To do>
Only one span belongs in the answer: the line holding "For this batch, your assigned class is water." through the last line of the entries below, retyped exactly.

┄┄┄┄┄┄

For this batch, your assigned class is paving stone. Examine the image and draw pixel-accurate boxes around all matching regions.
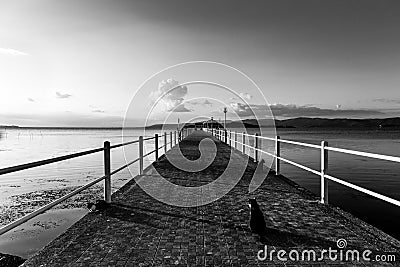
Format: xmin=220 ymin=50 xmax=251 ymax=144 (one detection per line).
xmin=22 ymin=131 xmax=400 ymax=266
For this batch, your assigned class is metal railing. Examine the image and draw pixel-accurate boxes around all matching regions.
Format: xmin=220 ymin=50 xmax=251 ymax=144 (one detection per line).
xmin=0 ymin=129 xmax=192 ymax=236
xmin=206 ymin=128 xmax=400 ymax=207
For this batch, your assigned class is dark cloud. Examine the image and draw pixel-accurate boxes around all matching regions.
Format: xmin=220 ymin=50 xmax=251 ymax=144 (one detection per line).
xmin=230 ymin=103 xmax=385 ymax=118
xmin=56 ymin=91 xmax=72 ymax=99
xmin=373 ymin=98 xmax=400 ymax=104
xmin=203 ymin=99 xmax=213 ymax=105
xmin=172 ymin=104 xmax=191 ymax=112
xmin=270 ymin=104 xmax=384 ymax=118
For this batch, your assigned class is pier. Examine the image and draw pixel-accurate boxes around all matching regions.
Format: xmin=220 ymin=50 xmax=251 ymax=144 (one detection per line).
xmin=19 ymin=130 xmax=400 ymax=266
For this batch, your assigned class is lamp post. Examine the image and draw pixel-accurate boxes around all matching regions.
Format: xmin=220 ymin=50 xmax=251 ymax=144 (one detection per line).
xmin=223 ymin=107 xmax=227 ymax=129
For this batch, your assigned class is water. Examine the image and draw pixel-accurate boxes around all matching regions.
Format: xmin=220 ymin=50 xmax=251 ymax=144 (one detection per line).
xmin=0 ymin=128 xmax=167 ymax=202
xmin=1 ymin=127 xmax=399 ymax=247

┄┄┄┄┄┄

Output of the task>
For this batch, your assigned class is water. Examine the image and draw pixel-accurate boxes around all matching regions.
Format: xmin=220 ymin=50 xmax=251 ymax=144 (one detection per line).
xmin=0 ymin=128 xmax=167 ymax=202
xmin=1 ymin=127 xmax=399 ymax=247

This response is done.